> [Page]:
START
Bestselling book's financial promises don't add up
(MoneyWatch) Pamela Yellen's New York Times best-seller, "Bank on Yourself," made a splash by promising to help people build their wealth even as their investments were losing value. In the aftermath of the housing crash, the book seemed to throw a lifeline to consumers whose financial security was suddenly under threat and who were desperate for help on how to preserve their standard of living.
As usual with financial experts who retail in investment "secrets," the question is this: Are the remedies for real, or are they snake oil? At the urging of several readers, I decided to check out what category Bank on Yourself falls into.
Yellen's book says that more than 100,000 Americans of all ages and backgrounds are already using her method. Her book makes two primary claims. She says people can:
- Get back every penny they pay for major purchases
- Spend and grow wealthy
Sound too good to be true? Many people have expressed skepticism, including personal finance personalities such as Suze Orman and Dave Ramsey. Yellen dismissal of such doubts is summed up in an entertaining cartoon, claiming she is is offering "financial secrets [financial services companies] don't want you to know." I approached this investigation in that spirit, prepared to assess -- and to buy -- the products she recommends under the Bank on Yourself method.
Bank on yourself method
One aspect of the book I immediately sympathized with was its stinging critique of Wall Street. Yellen is nothing if not scathing in her description of the financial services industry, which played a starring role in the housing crisis. Yet that perspective, however accurate and in tune with the widespread popular antipathy toward bankers, doesn't conceal the book's lack of detail in supporting its extravagant claims.
END
> [Records provided]:
START
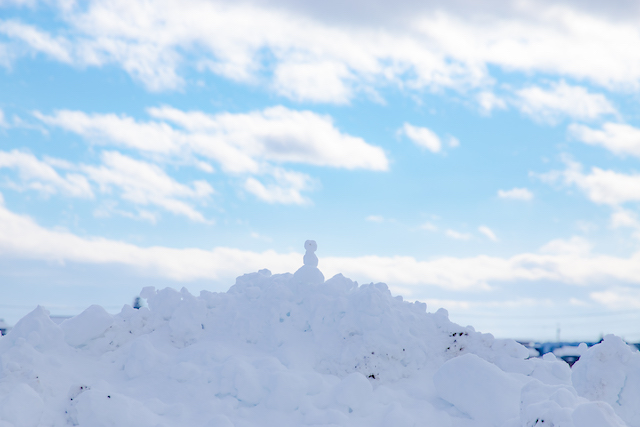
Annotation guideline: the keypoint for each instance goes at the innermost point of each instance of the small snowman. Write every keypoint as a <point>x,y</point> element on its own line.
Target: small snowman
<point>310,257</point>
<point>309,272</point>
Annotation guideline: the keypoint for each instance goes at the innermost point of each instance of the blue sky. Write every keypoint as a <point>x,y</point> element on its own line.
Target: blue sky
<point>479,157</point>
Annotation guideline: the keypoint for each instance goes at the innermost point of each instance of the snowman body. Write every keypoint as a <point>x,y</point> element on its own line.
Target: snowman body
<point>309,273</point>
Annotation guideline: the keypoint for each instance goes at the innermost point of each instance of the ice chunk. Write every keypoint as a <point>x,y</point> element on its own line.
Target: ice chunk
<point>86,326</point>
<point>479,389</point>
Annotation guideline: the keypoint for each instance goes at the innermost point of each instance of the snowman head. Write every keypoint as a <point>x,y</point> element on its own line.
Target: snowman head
END
> [Directives]:
**A.** Answer these questions from the article about the book "Bank on Yourself":
(i) How many Americans does the book say already use its method?
(ii) Which two personal finance personalities are named as skeptics?
(iii) What did the writer decide to do at the urging of several readers?
**B.** List every person named in the article about the book "Bank on Yourself".

> [Solutions per task]:
**A.**
(i) More than 100,000.
(ii) Suze Orman and Dave Ramsey.
(iii) Check out which category Bank on Yourself falls into: real remedies or snake oil.

**B.** Pamela Yellen, Suze Orman, Dave Ramsey